North Dakota health officials are monitoring a rise in coronavirus cases in Burleigh County but are not yet concerned enough to launch a formal task force, as they did when Cass County bloomed into a COVID-19 hot spot last spring.
The situations are different, and lessons learned through the Red River Valley task force are benefiting the coronavirus battle in Burleigh County, Gov. Doug Burgum said at a Capitol briefing Wednesday. However, he urged people to continue taking precautions, noting that some other states that reopened their economies are starting to close them again as they see a resurgence in cases.
"We need to remember that we can't get complacent here -- North Dakota is not immune," Burgum said. "But it also does not have to be our fate in North Dakota."
The state Department of Health on Wednesday reported 73 new COVID-19 cases in 18 counties, including 20 in Burleigh County and seven in Morton County. Cases have been steadily climbing in the region this month, with the reopening of businesses including bars and restaurants and a ramping up of testing.
Burleigh County earlier this week surpassed Cass County in active cases and continued to lead the state on Wednesday, with 128. Cass has 116, and Morton is third with 38.
Cass County is home to Fargo, and Burleigh County is home to Bismarck.
"There has been an inversion here where this metro area has moved ahead of our largest metro area," Burgum said.
However, he also said there are differences in how the spikes developed in the two cities. Fargo had infections spread through nursing homes, while Bismarck had only three active cases in long-term care facilities on Wednesday, according to state health department data. Burleigh County has not recorded a single coronavirus-related death, while Cass County has confirmed 70.
One new death was reported Wednesday -- a Cass County woman in her 90s with underlying health conditions. It's the state's 85th coronavirus death.
* * * * * * * * *
ASSIGNMENT
Reproduce without alteration the portion of the article above on COVID-19 cases in Burleigh County, starting with "The state Department" and going on through "up of testing.".
* * * * * * * * *
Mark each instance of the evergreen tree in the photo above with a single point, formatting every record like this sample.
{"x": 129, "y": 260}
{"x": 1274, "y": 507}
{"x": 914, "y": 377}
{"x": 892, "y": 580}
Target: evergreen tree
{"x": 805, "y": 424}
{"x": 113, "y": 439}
* * * * * * * * *
YOUR SOLUTION
The state Department of Health on Wednesday reported 73 new COVID-19 cases in 18 counties, including 20 in Burleigh County and seven in Morton County. Cases have been steadily climbing in the region this month, with the reopening of businesses including bars and restaurants and a ramping up of testing.